> [Job]: Write out the lines below again, swapping every "Pick out" for "Place" and leaving the rest untouched.

::::::::::

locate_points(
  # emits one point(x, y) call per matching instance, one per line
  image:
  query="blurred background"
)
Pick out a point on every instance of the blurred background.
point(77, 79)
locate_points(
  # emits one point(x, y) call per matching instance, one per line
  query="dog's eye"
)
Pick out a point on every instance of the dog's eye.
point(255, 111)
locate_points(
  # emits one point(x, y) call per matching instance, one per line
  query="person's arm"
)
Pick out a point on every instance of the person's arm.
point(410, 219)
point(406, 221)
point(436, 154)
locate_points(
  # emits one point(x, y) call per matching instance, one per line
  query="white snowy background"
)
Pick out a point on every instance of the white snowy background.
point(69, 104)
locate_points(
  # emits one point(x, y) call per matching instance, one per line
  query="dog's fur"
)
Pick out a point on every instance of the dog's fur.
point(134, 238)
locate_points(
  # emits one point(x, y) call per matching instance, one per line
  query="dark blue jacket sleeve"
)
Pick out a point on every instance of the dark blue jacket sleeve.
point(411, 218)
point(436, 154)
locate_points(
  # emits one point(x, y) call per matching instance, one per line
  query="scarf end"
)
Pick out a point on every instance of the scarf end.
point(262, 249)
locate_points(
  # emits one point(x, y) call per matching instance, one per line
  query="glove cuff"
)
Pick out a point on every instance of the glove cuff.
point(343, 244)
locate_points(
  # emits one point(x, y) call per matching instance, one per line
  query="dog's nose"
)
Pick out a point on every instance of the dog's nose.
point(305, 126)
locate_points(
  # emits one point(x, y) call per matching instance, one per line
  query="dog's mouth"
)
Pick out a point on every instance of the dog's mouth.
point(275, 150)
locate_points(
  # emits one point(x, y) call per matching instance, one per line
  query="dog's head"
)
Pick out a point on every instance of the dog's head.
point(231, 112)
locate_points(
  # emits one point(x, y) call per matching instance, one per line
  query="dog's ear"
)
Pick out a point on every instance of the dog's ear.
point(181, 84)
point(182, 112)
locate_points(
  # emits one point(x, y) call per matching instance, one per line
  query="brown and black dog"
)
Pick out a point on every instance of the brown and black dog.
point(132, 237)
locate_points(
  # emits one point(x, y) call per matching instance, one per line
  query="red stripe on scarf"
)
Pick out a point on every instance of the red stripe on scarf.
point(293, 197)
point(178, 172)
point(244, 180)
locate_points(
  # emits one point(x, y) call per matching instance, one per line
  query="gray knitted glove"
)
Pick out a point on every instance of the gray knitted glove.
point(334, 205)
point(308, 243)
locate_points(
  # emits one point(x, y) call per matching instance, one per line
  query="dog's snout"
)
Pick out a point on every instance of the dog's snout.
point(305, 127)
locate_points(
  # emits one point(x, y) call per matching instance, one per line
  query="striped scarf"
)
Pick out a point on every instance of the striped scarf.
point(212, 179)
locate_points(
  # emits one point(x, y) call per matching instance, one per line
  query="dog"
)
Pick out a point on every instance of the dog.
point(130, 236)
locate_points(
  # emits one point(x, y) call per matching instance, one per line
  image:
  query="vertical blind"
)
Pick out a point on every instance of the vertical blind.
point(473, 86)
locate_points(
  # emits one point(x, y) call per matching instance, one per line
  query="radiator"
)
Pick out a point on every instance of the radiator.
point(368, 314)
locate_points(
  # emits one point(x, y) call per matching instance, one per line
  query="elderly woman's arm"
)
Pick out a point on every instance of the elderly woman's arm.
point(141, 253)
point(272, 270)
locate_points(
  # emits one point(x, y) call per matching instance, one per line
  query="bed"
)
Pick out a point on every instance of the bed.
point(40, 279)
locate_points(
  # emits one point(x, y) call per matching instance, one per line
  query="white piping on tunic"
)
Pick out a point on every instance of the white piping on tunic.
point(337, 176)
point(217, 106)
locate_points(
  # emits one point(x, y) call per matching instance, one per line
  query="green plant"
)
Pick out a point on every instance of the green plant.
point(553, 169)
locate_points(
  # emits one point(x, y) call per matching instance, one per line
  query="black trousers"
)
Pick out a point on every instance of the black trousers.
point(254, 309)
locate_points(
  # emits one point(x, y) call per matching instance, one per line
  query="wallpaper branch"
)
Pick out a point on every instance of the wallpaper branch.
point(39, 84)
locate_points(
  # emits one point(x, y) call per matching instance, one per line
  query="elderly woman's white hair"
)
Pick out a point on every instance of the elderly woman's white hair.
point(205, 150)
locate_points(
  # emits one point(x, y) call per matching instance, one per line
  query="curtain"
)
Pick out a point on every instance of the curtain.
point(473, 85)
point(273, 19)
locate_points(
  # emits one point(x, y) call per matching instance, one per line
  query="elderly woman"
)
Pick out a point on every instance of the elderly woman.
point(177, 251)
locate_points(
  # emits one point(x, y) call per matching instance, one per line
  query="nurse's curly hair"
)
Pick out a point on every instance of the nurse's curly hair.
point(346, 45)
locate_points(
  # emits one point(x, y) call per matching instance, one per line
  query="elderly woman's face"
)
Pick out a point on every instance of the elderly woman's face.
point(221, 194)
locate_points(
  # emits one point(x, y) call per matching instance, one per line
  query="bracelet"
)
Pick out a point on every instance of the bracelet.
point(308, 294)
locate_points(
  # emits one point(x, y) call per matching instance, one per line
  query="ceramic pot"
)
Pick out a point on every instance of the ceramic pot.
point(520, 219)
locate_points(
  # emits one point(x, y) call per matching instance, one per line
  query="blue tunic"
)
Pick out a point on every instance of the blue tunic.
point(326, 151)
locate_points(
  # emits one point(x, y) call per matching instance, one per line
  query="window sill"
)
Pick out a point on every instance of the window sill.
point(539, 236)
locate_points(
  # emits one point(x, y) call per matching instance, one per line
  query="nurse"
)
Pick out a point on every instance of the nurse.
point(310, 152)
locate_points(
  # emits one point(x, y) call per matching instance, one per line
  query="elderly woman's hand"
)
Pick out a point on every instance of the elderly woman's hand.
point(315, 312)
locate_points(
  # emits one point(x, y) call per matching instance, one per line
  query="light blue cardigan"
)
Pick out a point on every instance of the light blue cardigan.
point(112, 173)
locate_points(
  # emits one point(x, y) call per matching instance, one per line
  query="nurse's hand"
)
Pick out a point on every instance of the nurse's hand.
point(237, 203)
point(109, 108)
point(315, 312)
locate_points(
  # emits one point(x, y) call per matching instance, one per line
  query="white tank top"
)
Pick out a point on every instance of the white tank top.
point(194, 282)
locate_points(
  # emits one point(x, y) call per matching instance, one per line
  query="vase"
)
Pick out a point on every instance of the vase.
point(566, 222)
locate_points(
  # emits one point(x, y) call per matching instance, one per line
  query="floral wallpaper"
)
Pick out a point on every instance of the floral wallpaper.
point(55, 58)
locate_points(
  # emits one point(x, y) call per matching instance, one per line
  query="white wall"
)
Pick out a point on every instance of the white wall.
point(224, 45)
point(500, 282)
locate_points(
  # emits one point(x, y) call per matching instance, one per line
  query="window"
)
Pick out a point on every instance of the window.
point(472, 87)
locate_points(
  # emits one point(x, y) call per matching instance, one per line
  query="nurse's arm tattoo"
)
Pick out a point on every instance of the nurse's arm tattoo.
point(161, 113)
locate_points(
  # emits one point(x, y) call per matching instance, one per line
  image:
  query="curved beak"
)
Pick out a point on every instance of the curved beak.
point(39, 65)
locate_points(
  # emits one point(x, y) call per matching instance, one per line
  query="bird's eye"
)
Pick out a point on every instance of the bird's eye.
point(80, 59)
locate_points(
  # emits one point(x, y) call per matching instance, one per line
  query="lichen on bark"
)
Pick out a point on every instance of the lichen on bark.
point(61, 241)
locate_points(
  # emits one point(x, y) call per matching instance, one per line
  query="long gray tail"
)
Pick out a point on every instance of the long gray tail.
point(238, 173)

::::::::::

> [Completed exercise]:
locate_points(
  # emits one point(x, y) call per matching instance, one per line
  image:
  query="blurred background"
)
Place a point on every instance of the blurred background.
point(77, 79)
locate_points(
  # emits one point(x, y) call per matching instance, one per line
  query="dog's eye"
)
Place a point on every instance of the dog's eye.
point(255, 111)
locate_points(
  # emits one point(x, y) call per matching instance, one per line
  query="person's arm"
)
Place a point on every instance of the person's arm.
point(410, 219)
point(406, 221)
point(436, 154)
locate_points(
  # emits one point(x, y) call per matching instance, one per line
  query="white snowy background"
)
Place a point on every instance of the white snowy background.
point(69, 104)
locate_points(
  # emits one point(x, y) call per matching instance, one per line
  query="dog's fur"
)
Place a point on every instance of the dog's fur.
point(134, 238)
locate_points(
  # emits one point(x, y) call per matching instance, one per line
  query="dark blue jacket sleeve"
)
Place a point on every instance of the dark blue jacket sleeve.
point(411, 218)
point(436, 154)
locate_points(
  # emits one point(x, y) call per matching instance, one per line
  query="scarf end"
)
Place a point on every instance of the scarf end.
point(262, 249)
locate_points(
  # emits one point(x, y) call per matching instance, one per line
  query="glove cuff"
)
Place a point on every instance of the glove cuff.
point(343, 244)
locate_points(
  # emits one point(x, y) call per matching instance, one per line
  query="dog's nose"
)
Place a point on every instance of the dog's nose.
point(305, 126)
locate_points(
  # emits one point(x, y) call per matching instance, one per line
  query="dog's mouth"
)
Place a point on every instance of the dog's mouth.
point(275, 150)
locate_points(
  # emits one point(x, y) call per matching instance, one per line
  query="dog's head"
)
Place a point on every instance of the dog's head.
point(231, 112)
locate_points(
  # emits one point(x, y) call per matching instance, one per line
  query="dog's ear"
)
Place a point on every instance of the dog's ear.
point(181, 84)
point(182, 112)
locate_points(
  # emits one point(x, y) call per matching instance, one per line
  query="brown and black dog"
)
Place a point on every instance of the brown and black dog.
point(132, 237)
locate_points(
  # emits one point(x, y) call per matching instance, one per line
  query="red stripe on scarf"
)
Place a point on every instance of the red stripe on scarf.
point(293, 197)
point(178, 172)
point(244, 180)
locate_points(
  # emits one point(x, y) call per matching instance, one per line
  query="gray knitted glove"
)
Place a point on every instance of the gray knitted glove.
point(334, 205)
point(308, 243)
locate_points(
  # emits one point(x, y) call per matching instance, one per line
  query="dog's snout"
)
Place a point on every instance of the dog's snout.
point(305, 127)
locate_points(
  # emits one point(x, y) call per matching instance, one per line
  query="striped scarf"
)
Place a point on every instance of the striped scarf.
point(212, 179)
locate_points(
  # emits one point(x, y) call per matching instance, one per line
  query="dog"
)
Place a point on every instance of the dog.
point(130, 236)
locate_points(
  # emits one point(x, y) call per matching instance, one per line
  image:
  query="vertical blind"
)
Place a point on every instance of the vertical blind.
point(473, 86)
locate_points(
  # emits one point(x, y) call per matching instance, one per line
  query="radiator"
)
Place a point on every instance of the radiator.
point(368, 314)
locate_points(
  # emits one point(x, y) call per matching instance, one per line
  query="elderly woman's arm"
)
Place a point on every instance of the elderly woman's arm.
point(141, 253)
point(272, 270)
locate_points(
  # emits one point(x, y) call per matching instance, one per line
  query="bed"
)
Place a point on every instance of the bed.
point(40, 279)
locate_points(
  # emits one point(x, y) call per matching instance, one per line
  query="white piping on tunic"
)
Place a point on every instance of the white piping on tunic.
point(337, 176)
point(217, 106)
locate_points(
  # emits one point(x, y) call per matching instance, one per line
  query="green plant"
)
Place a point on every instance of the green plant.
point(553, 169)
locate_points(
  # emits one point(x, y) call per matching instance, one per line
  query="black trousers"
)
Place a point on every instance of the black trousers.
point(254, 309)
locate_points(
  # emits one point(x, y) call per matching instance, one per line
  query="wallpaper branch"
)
Place a point on every instance of the wallpaper branch.
point(39, 84)
locate_points(
  # emits one point(x, y) call per matching instance, one per line
  query="elderly woman's white hair"
)
Place a point on every instance of the elderly woman's white hair.
point(205, 150)
locate_points(
  # emits one point(x, y) call per matching instance, one per line
  query="curtain"
)
Place a point on every instance of the curtain.
point(473, 85)
point(273, 19)
locate_points(
  # emits one point(x, y) call per matching instance, one per line
  query="elderly woman"
)
Place a point on every instance of the elderly woman.
point(177, 251)
locate_points(
  # emits one point(x, y) call per matching instance, one per line
  query="nurse's curly hair"
)
Place a point on every instance of the nurse's curly hair.
point(346, 45)
locate_points(
  # emits one point(x, y) call per matching instance, one per line
  query="elderly woman's face"
)
Place a point on every instance of the elderly woman's face.
point(221, 194)
locate_points(
  # emits one point(x, y) call per matching instance, one per line
  query="bracelet"
)
Place a point on every instance of the bracelet.
point(308, 294)
locate_points(
  # emits one point(x, y) call per matching instance, one per line
  query="ceramic pot"
)
Place a point on every instance of the ceramic pot.
point(520, 219)
locate_points(
  # emits one point(x, y) call per matching instance, one per line
  query="blue tunic"
)
Place a point on every instance of the blue tunic.
point(326, 151)
locate_points(
  # emits one point(x, y) call per matching instance, one per line
  query="window sill"
)
Place a point on every instance of the window sill.
point(539, 236)
locate_points(
  # emits one point(x, y) call per matching instance, one per line
  query="nurse"
)
Place a point on every instance of the nurse.
point(310, 152)
locate_points(
  # emits one point(x, y) call per matching instance, one per line
  query="elderly woman's hand"
)
Place a point on every instance of the elderly woman's hand.
point(315, 312)
locate_points(
  # emits one point(x, y) call per matching instance, one per line
  query="light blue cardigan"
)
Place a point on every instance of the light blue cardigan.
point(112, 173)
locate_points(
  # emits one point(x, y) call per matching instance, one per line
  query="nurse's hand"
)
Place a point on every instance of the nurse's hand.
point(237, 203)
point(109, 108)
point(315, 312)
locate_points(
  # emits one point(x, y) call per matching instance, one per line
  query="white tank top"
)
Place a point on every instance of the white tank top.
point(194, 282)
locate_points(
  # emits one point(x, y) call per matching instance, one per line
  query="vase"
)
Place a point on every instance of the vase.
point(566, 222)
locate_points(
  # emits one point(x, y) call per matching instance, one per line
  query="floral wallpaper"
)
Place a point on every instance of the floral wallpaper.
point(55, 58)
locate_points(
  # emits one point(x, y) call per matching instance, one per line
  query="white wall"
)
Place a point on every instance of the white wall.
point(224, 45)
point(500, 282)
locate_points(
  # emits one point(x, y) call per matching instance, one per line
  query="window"
)
Place a point on every instance of the window.
point(472, 87)
locate_points(
  # emits one point(x, y) call per matching instance, one per line
  query="nurse's arm tattoo"
)
Place a point on every instance of the nurse's arm tattoo.
point(161, 113)
locate_points(
  # emits one point(x, y) call per matching instance, one per line
  image:
  query="curved beak"
)
Place a point on every instance of the curved beak.
point(39, 65)
locate_points(
  # emits one point(x, y) call per matching instance, one per line
  query="bird's eye"
)
Place a point on every instance of the bird's eye.
point(80, 59)
locate_points(
  # emits one point(x, y) call per matching instance, one per line
  query="lichen on bark"
)
Place a point on every instance of the lichen on bark.
point(61, 241)
locate_points(
  # emits one point(x, y) call per matching instance, one per line
  query="long gray tail"
)
Place a point on every instance of the long gray tail.
point(238, 173)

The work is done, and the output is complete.